*Exercise*. Update the lines between the one holding "of the man's" and the one holding "[73,0,863,665]", inclusive, by replacing "stone monument" with "stone statue" and keeping everything else the same. Output only those updated lines.

═════ Records shown ═════

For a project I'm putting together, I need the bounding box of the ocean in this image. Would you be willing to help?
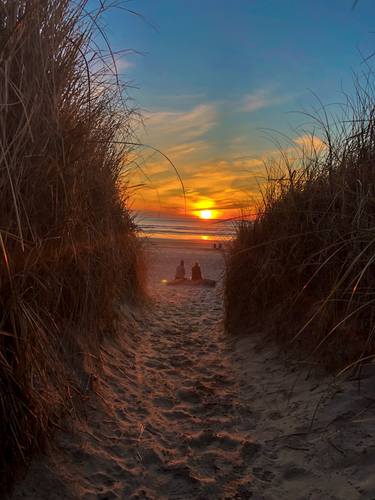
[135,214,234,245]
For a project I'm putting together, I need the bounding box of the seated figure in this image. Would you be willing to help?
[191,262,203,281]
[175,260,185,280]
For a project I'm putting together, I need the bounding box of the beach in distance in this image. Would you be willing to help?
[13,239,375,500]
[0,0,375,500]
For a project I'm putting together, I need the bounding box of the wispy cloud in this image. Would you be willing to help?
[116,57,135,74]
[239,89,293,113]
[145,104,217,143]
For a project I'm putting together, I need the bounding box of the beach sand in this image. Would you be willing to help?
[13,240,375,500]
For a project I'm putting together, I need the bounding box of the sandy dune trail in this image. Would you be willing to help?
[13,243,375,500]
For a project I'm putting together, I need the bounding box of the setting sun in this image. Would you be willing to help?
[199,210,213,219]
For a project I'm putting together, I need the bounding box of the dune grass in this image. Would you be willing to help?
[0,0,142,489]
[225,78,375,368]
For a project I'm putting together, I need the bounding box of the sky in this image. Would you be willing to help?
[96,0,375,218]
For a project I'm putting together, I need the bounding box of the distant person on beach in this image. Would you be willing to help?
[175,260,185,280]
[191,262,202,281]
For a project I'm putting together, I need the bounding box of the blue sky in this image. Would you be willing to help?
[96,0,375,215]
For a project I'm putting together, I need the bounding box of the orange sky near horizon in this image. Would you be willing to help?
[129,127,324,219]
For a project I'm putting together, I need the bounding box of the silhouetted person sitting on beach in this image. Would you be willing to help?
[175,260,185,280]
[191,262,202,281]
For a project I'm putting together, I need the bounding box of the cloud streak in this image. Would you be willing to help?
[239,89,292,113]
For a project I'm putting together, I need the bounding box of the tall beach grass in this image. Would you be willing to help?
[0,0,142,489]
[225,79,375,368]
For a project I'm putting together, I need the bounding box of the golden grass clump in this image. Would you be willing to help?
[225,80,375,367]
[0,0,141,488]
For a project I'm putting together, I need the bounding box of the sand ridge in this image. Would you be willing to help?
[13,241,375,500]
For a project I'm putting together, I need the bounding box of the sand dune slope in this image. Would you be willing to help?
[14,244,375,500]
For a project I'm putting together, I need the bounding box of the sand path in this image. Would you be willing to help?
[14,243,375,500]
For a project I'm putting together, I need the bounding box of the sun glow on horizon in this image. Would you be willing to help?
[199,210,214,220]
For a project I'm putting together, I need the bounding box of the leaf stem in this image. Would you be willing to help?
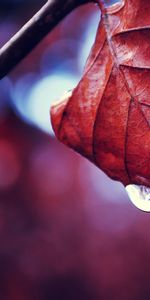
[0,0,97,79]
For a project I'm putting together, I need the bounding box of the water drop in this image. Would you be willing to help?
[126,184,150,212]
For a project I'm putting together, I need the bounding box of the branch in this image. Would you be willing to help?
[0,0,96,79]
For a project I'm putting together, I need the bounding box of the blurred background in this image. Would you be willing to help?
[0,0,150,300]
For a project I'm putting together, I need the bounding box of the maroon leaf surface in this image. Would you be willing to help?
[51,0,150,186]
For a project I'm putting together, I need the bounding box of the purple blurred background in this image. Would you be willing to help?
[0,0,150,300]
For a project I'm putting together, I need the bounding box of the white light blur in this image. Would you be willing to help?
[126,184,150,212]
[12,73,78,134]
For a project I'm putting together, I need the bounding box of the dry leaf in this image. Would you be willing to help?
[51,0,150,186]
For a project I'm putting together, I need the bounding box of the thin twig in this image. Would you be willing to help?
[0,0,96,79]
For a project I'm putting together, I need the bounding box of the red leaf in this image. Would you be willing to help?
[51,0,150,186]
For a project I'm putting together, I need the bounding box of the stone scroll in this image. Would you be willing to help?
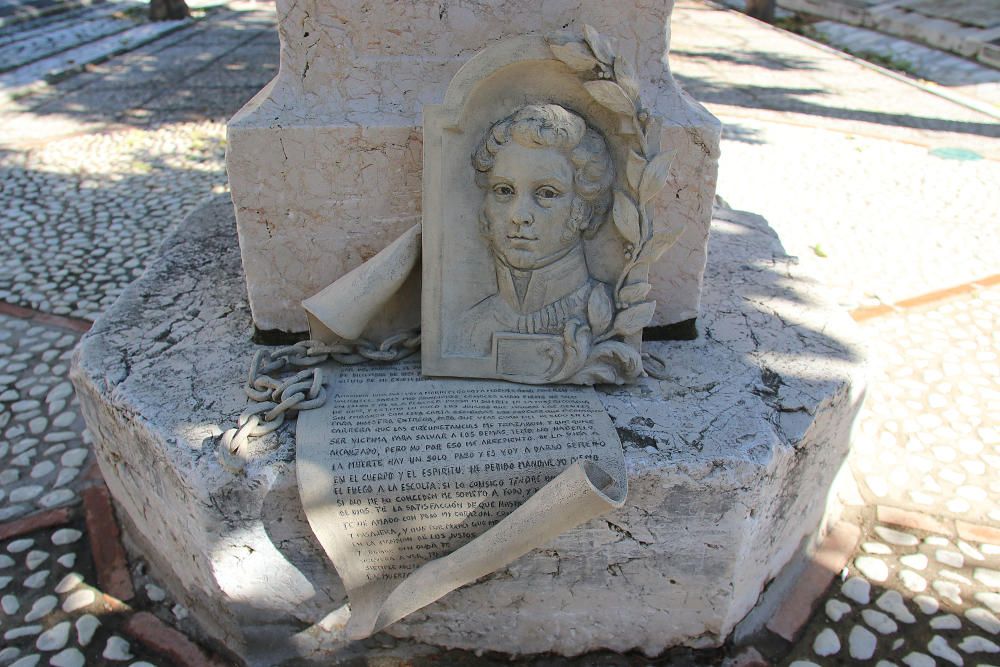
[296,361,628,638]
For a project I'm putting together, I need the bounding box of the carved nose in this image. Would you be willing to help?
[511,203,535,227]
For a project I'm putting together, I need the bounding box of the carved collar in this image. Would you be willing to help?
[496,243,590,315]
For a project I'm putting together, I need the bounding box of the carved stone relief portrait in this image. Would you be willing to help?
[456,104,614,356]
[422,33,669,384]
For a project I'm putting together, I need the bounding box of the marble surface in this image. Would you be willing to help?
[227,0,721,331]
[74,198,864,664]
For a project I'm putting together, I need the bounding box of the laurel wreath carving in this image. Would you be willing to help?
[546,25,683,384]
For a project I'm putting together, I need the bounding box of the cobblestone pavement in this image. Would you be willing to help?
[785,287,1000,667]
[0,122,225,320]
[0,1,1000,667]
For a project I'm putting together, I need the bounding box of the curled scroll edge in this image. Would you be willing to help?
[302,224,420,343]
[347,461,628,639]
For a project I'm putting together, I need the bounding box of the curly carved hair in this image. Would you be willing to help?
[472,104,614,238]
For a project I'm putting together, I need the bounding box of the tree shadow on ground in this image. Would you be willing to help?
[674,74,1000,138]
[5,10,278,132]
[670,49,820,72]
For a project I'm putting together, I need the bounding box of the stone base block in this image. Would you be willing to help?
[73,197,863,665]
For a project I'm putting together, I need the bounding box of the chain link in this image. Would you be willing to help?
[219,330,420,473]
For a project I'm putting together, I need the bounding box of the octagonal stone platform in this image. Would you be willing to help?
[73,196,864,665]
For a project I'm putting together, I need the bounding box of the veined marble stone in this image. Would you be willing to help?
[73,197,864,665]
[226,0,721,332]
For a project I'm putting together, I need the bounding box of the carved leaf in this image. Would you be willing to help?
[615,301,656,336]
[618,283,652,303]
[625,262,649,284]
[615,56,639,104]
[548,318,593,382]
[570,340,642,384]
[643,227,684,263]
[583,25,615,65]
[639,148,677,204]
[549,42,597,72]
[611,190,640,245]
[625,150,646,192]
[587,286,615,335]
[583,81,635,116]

═════
═════ Records shown ═════

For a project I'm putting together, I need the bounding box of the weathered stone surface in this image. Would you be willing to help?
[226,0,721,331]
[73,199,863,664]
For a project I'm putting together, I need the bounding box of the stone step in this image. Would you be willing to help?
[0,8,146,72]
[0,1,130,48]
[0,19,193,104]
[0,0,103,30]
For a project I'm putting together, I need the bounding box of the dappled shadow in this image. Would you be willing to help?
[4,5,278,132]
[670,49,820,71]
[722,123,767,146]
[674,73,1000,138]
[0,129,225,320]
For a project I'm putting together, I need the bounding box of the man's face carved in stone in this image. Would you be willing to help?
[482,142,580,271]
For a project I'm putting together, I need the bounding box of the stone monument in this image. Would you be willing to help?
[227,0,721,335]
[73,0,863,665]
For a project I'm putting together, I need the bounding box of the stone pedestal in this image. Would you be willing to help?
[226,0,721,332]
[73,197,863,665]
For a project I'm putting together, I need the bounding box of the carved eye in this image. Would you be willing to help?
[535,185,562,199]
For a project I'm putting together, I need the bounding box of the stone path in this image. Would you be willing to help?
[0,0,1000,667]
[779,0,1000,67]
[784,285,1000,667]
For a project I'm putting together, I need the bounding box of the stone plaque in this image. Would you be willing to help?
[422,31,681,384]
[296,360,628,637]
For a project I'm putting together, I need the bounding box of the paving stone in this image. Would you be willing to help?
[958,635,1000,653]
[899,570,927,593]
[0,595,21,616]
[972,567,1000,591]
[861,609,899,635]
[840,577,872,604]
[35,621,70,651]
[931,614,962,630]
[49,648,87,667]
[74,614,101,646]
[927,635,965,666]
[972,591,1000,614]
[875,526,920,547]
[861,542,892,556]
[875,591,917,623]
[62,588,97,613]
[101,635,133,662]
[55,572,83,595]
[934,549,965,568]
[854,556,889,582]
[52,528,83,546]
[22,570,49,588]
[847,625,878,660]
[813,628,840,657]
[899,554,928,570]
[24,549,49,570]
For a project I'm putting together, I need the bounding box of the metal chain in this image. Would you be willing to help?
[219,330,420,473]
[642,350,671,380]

═════

*Output of the task*.
For a project I'm putting together, I need the bounding box of the man's face carved in stone in this image. Would you be willing to help?
[482,142,580,271]
For a project I'm putting together, I need the bounding box of the stone statue in this image. Would you be willing to help?
[227,0,721,335]
[73,0,863,665]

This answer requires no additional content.